# Your objective
Leaving out the pictures, retype all the material exactly.

Entries from a pointing dataset:
^^^^^^^^

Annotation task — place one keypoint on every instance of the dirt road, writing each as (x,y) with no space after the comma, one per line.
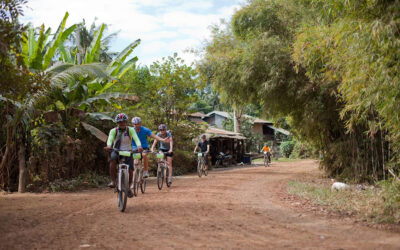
(240,208)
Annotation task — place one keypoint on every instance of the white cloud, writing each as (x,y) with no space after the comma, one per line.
(165,26)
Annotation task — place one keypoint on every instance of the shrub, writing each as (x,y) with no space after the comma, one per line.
(391,197)
(287,148)
(302,151)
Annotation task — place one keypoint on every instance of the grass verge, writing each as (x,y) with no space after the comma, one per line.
(276,160)
(83,181)
(377,205)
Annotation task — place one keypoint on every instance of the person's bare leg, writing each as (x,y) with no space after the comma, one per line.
(130,177)
(146,162)
(113,170)
(169,159)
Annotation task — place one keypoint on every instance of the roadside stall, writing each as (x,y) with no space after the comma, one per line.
(227,142)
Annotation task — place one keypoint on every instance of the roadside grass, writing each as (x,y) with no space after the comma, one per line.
(276,160)
(83,181)
(377,205)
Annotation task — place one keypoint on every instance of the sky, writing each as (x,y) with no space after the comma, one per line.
(164,26)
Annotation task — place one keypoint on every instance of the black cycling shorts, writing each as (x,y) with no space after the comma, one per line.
(115,157)
(166,151)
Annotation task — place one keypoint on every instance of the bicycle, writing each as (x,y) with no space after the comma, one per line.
(201,164)
(162,170)
(138,179)
(122,181)
(266,159)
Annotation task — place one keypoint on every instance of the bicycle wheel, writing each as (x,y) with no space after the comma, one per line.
(136,176)
(160,176)
(123,193)
(166,177)
(205,169)
(143,185)
(199,169)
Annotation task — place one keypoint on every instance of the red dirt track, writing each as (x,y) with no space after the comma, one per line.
(237,208)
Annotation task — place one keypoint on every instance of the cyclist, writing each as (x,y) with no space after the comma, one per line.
(267,150)
(121,138)
(142,133)
(165,147)
(204,146)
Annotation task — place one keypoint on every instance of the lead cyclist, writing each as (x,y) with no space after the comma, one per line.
(120,138)
(142,133)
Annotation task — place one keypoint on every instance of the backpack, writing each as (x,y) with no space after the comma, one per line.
(117,143)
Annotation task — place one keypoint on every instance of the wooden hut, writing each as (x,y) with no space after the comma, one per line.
(227,142)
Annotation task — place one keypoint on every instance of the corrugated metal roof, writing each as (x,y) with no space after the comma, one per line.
(216,132)
(221,113)
(197,114)
(280,130)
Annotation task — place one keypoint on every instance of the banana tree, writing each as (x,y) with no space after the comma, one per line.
(38,52)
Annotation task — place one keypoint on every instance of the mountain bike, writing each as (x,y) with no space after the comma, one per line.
(138,179)
(266,159)
(162,170)
(201,164)
(122,181)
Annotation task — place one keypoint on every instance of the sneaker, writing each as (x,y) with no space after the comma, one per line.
(111,185)
(130,193)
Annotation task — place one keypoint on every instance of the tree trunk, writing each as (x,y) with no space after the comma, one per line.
(22,168)
(237,116)
(235,122)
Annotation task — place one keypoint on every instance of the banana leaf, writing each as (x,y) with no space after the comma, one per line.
(95,131)
(54,44)
(94,45)
(37,57)
(113,67)
(109,96)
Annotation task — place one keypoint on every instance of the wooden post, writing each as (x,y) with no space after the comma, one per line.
(22,168)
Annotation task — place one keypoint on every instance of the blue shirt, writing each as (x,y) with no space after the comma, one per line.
(142,134)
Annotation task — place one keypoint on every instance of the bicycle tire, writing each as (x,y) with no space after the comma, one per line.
(205,169)
(123,193)
(166,177)
(199,169)
(160,177)
(137,177)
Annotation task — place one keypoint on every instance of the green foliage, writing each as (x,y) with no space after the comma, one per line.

^^^^^^^^

# In response
Annotation task — place one keypoint on every instance of the dirt road, writing each as (x,y) with no space after the comma, one per line.
(240,208)
Annotation task — place one keypoint on every instance of the white cloud, writing each as (x,y) with no space after the comma, one per line.
(165,26)
Annotation task — place one keypoint on every instance of the shrub, writing each as (x,y) with no space after the comma, one per line.
(391,197)
(287,148)
(302,151)
Annotation task — place one keypoint on every instance of the grass verge, writing each as (x,y) with no space after the comma, one per line.
(276,160)
(83,181)
(377,205)
Annotation task — place one keypoint on every instance of the person's bare leg, writing each as (x,y) with no space after the comma, one per line.
(130,177)
(146,162)
(113,170)
(169,159)
Annotation task — place one keypoint on every instance of the roadside stall, writing each as (x,y) with no space after the comma, one per line.
(227,142)
Annotation task — place one keypoint on every instance of the roadside grass, writing each as (x,y) with no space after the comma, one per line.
(276,160)
(83,181)
(377,205)
Annotation task — place one keypoint on every instance of the sky, writing each as (x,y) with no space after the comma, one per line.
(164,26)
Annotation task — place one keypoint on every instance of the black cycling shorts, writing each as (x,y) with no space after the comma, one per line.
(115,157)
(166,151)
Annotation task — place one keypoint on every instance of the bicycle, writing each as (x,y) with no space after the comma, one per line.
(201,164)
(162,170)
(138,179)
(122,181)
(266,159)
Annotation task — place one keypoint on every instance of the bicycle wheel, writing each as (x,y) with no space after the comma, one per line.
(136,176)
(160,176)
(123,193)
(166,177)
(205,169)
(143,185)
(199,169)
Annotation task — place one keypoint on every instance of the red dirt track, writing each as (x,y) with no space after the comma, one per line.
(237,208)
Annotation task — place one keypoint on every instance of the cyclist, writing each as (x,y) with no space after the comma, one per line.
(267,150)
(121,138)
(142,133)
(165,147)
(204,146)
Annotation task — place one keypoint on every instance of the lead cyclist, writing each as (x,y) with no space after the comma, one per line.
(120,138)
(142,133)
Annotation task — place one keypoint on every instance of the backpack, writing each as (x,y) with no space after the comma, one per line.
(117,143)
Annotation task — place one keypoint on every instance of the wooden hut, writing each as (x,y) with no space after the comma, one per line.
(227,142)
Annotation task — place one keypoint on every instance of the corrugated metal roof, writing each as (x,y) with no space after the comma, one per line.
(216,132)
(221,113)
(197,114)
(280,130)
Annotation task — place one keypoint on every instance of the banana tree, writing each as (x,y) with no space after the comma, one per line.
(38,52)
Annotation task — place one keypoint on every instance of the mountain bike, writing each as (x,y) with no space after the comma, one per line.
(138,179)
(266,159)
(162,170)
(201,164)
(122,181)
Annotation task — place one keypoint on every instance of the sneaker, writing each as (x,y) with no space after the comma, one per line.
(111,185)
(130,193)
Annotation task — place one keypoint on every instance of the tree trunk, writing each as (x,y) with no space after the comma, one per line.
(22,168)
(237,116)
(235,122)
Annotation task — place one keypoint on every instance of the banana leaf, writing each as (x,y) with no space after the comma, one per line.
(95,131)
(54,44)
(94,45)
(37,57)
(113,67)
(109,96)
Annotation task — place one keypoint on every instance of the wooden post, writing each as (x,y) with no space after the comma, one per line.
(22,168)
Annotation task — place one keypoint on every instance of the blue shirt, writing each as (x,y) with no space after the comma, one per line.
(142,134)
Annotation task — place one keypoint on every instance of the bicycle tire, writing each as (x,y) with no space after the comma, one per line.
(205,169)
(123,193)
(166,177)
(199,169)
(160,177)
(137,177)
Annotation task — place one keypoint on every instance of the green foliage, writing each as (x,y) with no space after the comma, one per line.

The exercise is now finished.